Could you extend the article below on China's shift from its one-child policy to a two-child policy, picking up right after its final sentence?

### [TEXT PASSAGE]
>>>>>

China’s One-Child Policy and the Law of Unintended Consequences

China’s One-Child Policy and the Law of Unintended Consequences

by United Families International

China, a country who has never been reserved or timid about their “reproductive” regulations, has instituted a startling change in their population control policy. In a major reversal, China, rather than restricting parents from bearing children, is now moving toward requiring citizens to bear children.

According to Steven Mosher, an expert in Chinese culture and politics, internal Chinese Communist Party documents now show the government’s intention to “comprehensively implement a policy of each couple giving birth to two children.” Mosher states:

In other words, after decades of ordering couples to have no more than one child, the Party has now done a complete about-face, and is instructing them that they should have no less than two.

Some history

In the late 1970s, China’s government concluded strict population control measures would be necessary for economic reform and development. Thus, the infamous “one-child policy” was instituted. The regulations consisted of a set of rules governing family size and were underpinned by a system of rewards – and penalties – which were enforced by local officials. The interpretation of the policy and its enforcement varied across China. The goal, however, was to have Chinese couples bear just one child. What followed were well-documented and extreme human rights violations as women were forced into abortions and/or forcibly sterilized. There were severe economic penalties and fines imposed for those who tried to circumvent the one-child policy.

China pledged to keep its policy in place until the year 2050; despite the burgeoning number of men who were born compared to women (as a result of sex-selection abortion and female infanticide); despite an overall aging population; despite too few children growing into adult workers to pay for healthcare and pension programs; despite work force shortages and a general decline in economic competitiveness.

All that changed in 2016 when the Chinese Communist Party revealed a slackening of their zeal to suppress population and announced a comprehensive “two-child policy.” Within two years, however, signs have begun to emerge that this “two-child policy” might not necessarily be voluntary.

Requiring children

Since 2016, state media has begun running versions of public service ads urging women to marry earlier and explaining the risks of late-age child bearing (more pregnancy complications, increased birth defects in babies, fertility challenges). An early surge in 2016 births, however, disintegrated as decades of indoctrination and cultural mores about having only one-child held sway. Employers have been less than enthusiastic about the change, now being required to pay generous maternity benefits not once, but twice. Charges of discrimination against women in employment, and in general, have increased. Raising fertility rates in a population that has grown accustomed to very small families, as other countries have discovered, is not an easy task.

<<<<<

### [GIVEN DATA]
>>>>>

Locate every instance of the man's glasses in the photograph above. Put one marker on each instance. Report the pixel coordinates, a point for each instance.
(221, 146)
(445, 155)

<<<<<

### [ANSWER FOR THE TASK]
But an authoritarian government has options. Steven Mosher explains that a recent government directive to government officials of the city of Yichang is indicative of directives that are being sent to other cities and regions across China. It’s a message of: If you are of child bearing age and you want to maintain your position as a Party member (or join the Party), you will have two-children. Party members are being told to lead by example. Even the older generation is expected to get in on the act and are asked to “educate and supervise” their children toward meeting the new mandate. All Party members are instructed to engage in “mobilizing the masses” toward the goal of raising the birth rate.

Why the change?

The better question might be: Why has it taken so long for the Chinese government to rescind the one-child policy and acknowledge that their country is in demographic trouble? Only Chinese government officials can answer that question, but one thing seems to be clear: Beijing has begun to understand what many countries have been experiencing for years: a low fertility rate hampers economic growth.

Virtually all developed countries are now experiencing a below replacement fertility rate (replacement rate = 2.1 children per woman). Spain, with a fertility rate of 1.33, has had more deaths than births in their country for many years. The population of Bulgaria is shrinking faster than any country in the world.

Japan has been offering cash incentives to encourage child bearing. Russia, South Korea, Germany, and France, all have attempted to increase child bearing through various incentive programs – with little to no success. It was recently announced that the United States has reached a fertility rate of 1.76, a record low. It’s important to note immigration is not a panacea for collapsing fertility rates. In order for immigration to have a lasting and positive impact on the economies of countries with low fertility rates, work-age adults (not children) must enter a country and then leave before they grow old and draw heavily on the country’s healthcare and social protection programs. Clearly, that scenario is unlikely to happen.

Part of the tragedy of China’s coercive and decades-long “one-child policy” is that it was unnecessary, as United Families International has written about in the past. From 1970 forward, the trend line of all of Asia was toward dramatically reduced fertility rates. There is no reason to believe that China would have been the exception.

What are we to make of this?

In spite media and academia’s continued mantra “the world has too many people,” demographic data tells a different story. It surprises most people to learn that the Total Fertility Rate (TFR) for the entire world stands at 2.5 – and falling. For example, the fertility rate in Iran in 1985 was 6.2 children per woman; today it is 1.7. Iranian women, on average, have fewer children than women in most of Europe or the U.S. The situation in Iran is mirrored throughout most of the Middle East.

China, with its sudden switch to a pro-natalist regime, shines a spotlight on many of the misconceptions that have been perpetrated for too many decades by population control advocates. Consider these truths:

  • A country does not need to suppress population growth in order to experience economic development.
  • A vibrant economy is reliant upon a strong fertility rate (replacement fertility rate at a minimum) and a culture of life.
  • A country with a 1.4 fertility rate will lose one-third of its population every generation (a generation = approximately 25 years).
  • It is extremely difficult to encourage couples to have larger families once a societal norm of few children or a culture of “no children” (just pets?) sets in.

In conclusion, falling fertility rates and a contracting population are not without consequence. The consequences include slower economic growth, a shrinking labor force, and lessened ability to pay pensions, healthcare and entitlements for older citizens. Consider the impact of falling population on housing markets, schools, general services, and tax rates.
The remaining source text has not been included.